### INSTRUCTIONS FOR THE TASK
Reproduce the gym-membership blog post word for word, everything from "Signing up at" down to "physical fitness baggage.".

[[ DOCUMENT TEXT, beginning ]]

Saturday, July 30, 2005

Signing up at 24-hour Fitness... or How I Got Revenge for Gym Class Trauma

So my other great friend (condo-mate, uber-coffee supplier and all around great bud) Phil got me to sign up at our local gym, 24-Hour Fitness. Now for me to actually JOIN a gym is quite an amazing feat. I come with some physical fitness baggage.

I was not a "sporty" kid. I was a nerd... (was? am? whatever...) and I pretty much liked all things that didn't involve sports or broccoli. I remember the long litany of Igor-esque gym teachers (of equal measure male AND female) who drove me nuts with whistles and inane things like, rope climbing, running until you puke, sweating, and (my middle-school favorite) Dodgeball (which I promptly boycotted and became the seething hatred of my ex-military sergeant gym teacher). Then there was my High School gym teacher. A raving, man-hating, ugly-as-sin, lesbian. Why someone with this disposition teaches 14 year old guys gym is beyond me. It was always apparent that she couldn't stand any of us, and in particular me. She probably thought I was a total wuss, and she would of been right. But something she didn't really let anyone know is how to safely lift weights. So let's put this picture together; 14 year old boys - knowledge + competitiveness + really really heavy weights = me trying to beat another guy on squats, losing my balance and tearing a good chunk of my back muscles. My teacher was probably pretty happy about that...

(side note: my junior year Adv English teacher was also the football coach (???) and would never give me anything higher than a C because I was a tall, well built guy, in band (gasp!)... who didn't play on his team that never won a game.)

So not only do I have the long list of sadistic, sad, washed out gym teachers... but then there are the countless peers who, for the lack of anything meaningful in their life, throw all their chips into athleticism. Now... sometime well before I was born, the athletic spirit had merit, a focus on building one up and working well with others. Alas, by the time I was born it had become the opiate of the masses, the thing that all else was unfairly measured, and a complete distraction to what I though really mattered (AP classes and getting the nerve to talk to cute girls) But in the end it gave me the outside-looking-in perspective that I quite enjoy.

[[ DOCUMENT TEXT, end ]]
[[ DATA SHOWN, beginning ]]

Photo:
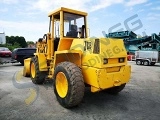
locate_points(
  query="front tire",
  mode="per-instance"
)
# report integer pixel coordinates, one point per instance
(145, 63)
(37, 76)
(138, 62)
(116, 90)
(68, 84)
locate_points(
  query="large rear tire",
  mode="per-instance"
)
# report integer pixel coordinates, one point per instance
(37, 76)
(68, 84)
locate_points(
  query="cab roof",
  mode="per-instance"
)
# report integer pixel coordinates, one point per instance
(67, 10)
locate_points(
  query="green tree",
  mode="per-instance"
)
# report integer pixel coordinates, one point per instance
(30, 42)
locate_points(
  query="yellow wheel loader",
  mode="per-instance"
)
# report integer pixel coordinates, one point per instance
(72, 60)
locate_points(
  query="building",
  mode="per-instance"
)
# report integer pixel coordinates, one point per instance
(2, 38)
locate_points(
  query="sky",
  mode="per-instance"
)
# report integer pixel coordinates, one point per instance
(29, 18)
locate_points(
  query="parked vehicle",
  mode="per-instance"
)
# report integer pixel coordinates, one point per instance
(146, 57)
(19, 54)
(5, 52)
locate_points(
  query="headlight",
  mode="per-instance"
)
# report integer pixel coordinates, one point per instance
(105, 61)
(121, 60)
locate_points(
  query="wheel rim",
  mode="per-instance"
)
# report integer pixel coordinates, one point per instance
(61, 84)
(33, 72)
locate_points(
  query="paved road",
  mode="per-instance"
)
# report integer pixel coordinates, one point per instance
(21, 99)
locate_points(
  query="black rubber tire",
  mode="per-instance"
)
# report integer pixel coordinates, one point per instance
(39, 76)
(145, 63)
(115, 90)
(75, 81)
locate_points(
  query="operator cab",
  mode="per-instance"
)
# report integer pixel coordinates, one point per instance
(65, 25)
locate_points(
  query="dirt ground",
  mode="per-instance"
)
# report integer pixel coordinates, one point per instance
(21, 99)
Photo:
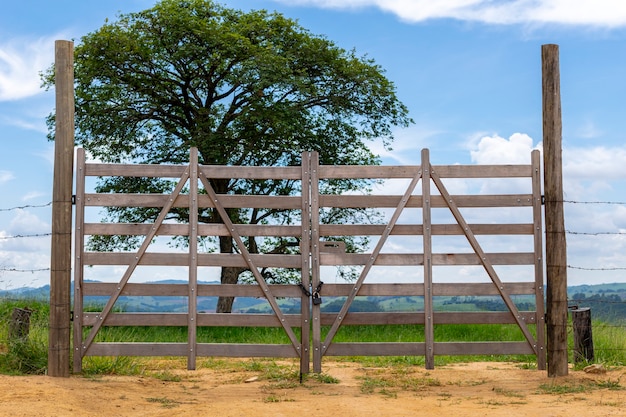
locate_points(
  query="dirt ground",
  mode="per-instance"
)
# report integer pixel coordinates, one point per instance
(343, 389)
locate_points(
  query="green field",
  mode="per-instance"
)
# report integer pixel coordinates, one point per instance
(29, 355)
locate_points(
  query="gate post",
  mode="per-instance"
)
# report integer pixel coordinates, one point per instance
(556, 255)
(61, 251)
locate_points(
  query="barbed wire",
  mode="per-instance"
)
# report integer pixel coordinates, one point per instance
(23, 270)
(27, 206)
(25, 236)
(571, 232)
(594, 202)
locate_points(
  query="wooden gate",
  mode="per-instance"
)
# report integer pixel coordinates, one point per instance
(311, 331)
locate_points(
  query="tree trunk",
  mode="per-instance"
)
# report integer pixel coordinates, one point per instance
(229, 275)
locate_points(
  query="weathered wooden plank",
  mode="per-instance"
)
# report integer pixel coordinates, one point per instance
(180, 349)
(251, 172)
(204, 319)
(408, 171)
(418, 349)
(137, 349)
(439, 289)
(406, 259)
(483, 348)
(325, 230)
(482, 171)
(167, 229)
(293, 320)
(180, 259)
(137, 319)
(59, 350)
(293, 291)
(182, 201)
(376, 349)
(134, 170)
(390, 201)
(247, 350)
(176, 171)
(418, 229)
(204, 290)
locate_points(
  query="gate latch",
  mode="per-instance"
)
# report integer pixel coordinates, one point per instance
(317, 299)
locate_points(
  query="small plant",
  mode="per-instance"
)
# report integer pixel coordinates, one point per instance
(116, 365)
(165, 402)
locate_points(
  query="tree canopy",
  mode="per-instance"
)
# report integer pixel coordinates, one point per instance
(245, 88)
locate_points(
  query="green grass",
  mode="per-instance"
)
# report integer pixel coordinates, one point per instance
(29, 355)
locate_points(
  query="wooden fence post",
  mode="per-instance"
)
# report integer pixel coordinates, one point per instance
(61, 251)
(19, 327)
(583, 337)
(556, 256)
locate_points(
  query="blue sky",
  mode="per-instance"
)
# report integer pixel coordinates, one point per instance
(468, 70)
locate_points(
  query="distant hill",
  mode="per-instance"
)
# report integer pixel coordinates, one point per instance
(607, 301)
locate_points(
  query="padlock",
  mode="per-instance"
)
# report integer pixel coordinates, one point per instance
(317, 300)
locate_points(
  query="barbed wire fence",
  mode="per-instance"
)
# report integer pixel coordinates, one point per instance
(574, 302)
(4, 268)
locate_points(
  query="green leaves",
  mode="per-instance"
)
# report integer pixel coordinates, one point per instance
(245, 88)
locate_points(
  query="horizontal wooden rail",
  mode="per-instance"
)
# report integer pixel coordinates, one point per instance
(293, 291)
(270, 320)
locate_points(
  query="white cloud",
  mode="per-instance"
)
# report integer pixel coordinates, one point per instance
(603, 163)
(497, 150)
(6, 176)
(21, 61)
(601, 13)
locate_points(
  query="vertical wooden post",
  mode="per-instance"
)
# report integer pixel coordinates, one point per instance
(556, 256)
(61, 252)
(583, 336)
(429, 329)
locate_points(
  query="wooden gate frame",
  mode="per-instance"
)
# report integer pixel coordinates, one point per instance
(316, 252)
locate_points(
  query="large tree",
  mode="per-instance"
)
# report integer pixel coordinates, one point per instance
(245, 88)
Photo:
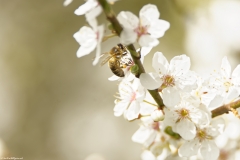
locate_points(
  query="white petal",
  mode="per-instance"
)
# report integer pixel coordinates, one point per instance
(67, 2)
(98, 52)
(128, 36)
(218, 123)
(149, 11)
(150, 80)
(125, 90)
(113, 78)
(145, 51)
(179, 65)
(209, 150)
(231, 95)
(146, 109)
(93, 13)
(187, 82)
(147, 155)
(158, 28)
(225, 68)
(236, 75)
(160, 63)
(120, 107)
(147, 41)
(85, 36)
(128, 20)
(216, 102)
(86, 7)
(186, 129)
(170, 96)
(82, 51)
(189, 149)
(144, 136)
(170, 117)
(133, 111)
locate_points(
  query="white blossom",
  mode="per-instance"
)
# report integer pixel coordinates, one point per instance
(184, 117)
(67, 2)
(91, 9)
(131, 97)
(145, 30)
(89, 39)
(147, 132)
(169, 78)
(204, 143)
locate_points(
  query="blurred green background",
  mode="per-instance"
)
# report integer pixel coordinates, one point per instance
(54, 106)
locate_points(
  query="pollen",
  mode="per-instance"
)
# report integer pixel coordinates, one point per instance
(183, 114)
(168, 81)
(202, 135)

[[ DATA SHOWN, end ]]

### SOLUTION FOR THIS EXERCISE
Signing up at 24-hour Fitness... or How I Got Revenge for Gym Class Trauma

So my other great friend (condo-mate, uber-coffee supplier and all around great bud) Phil got me to sign up at our local gym, 24-Hour Fitness. Now for me to actually JOIN a gym is quite an amazing feat. I come with some physical fitness baggage.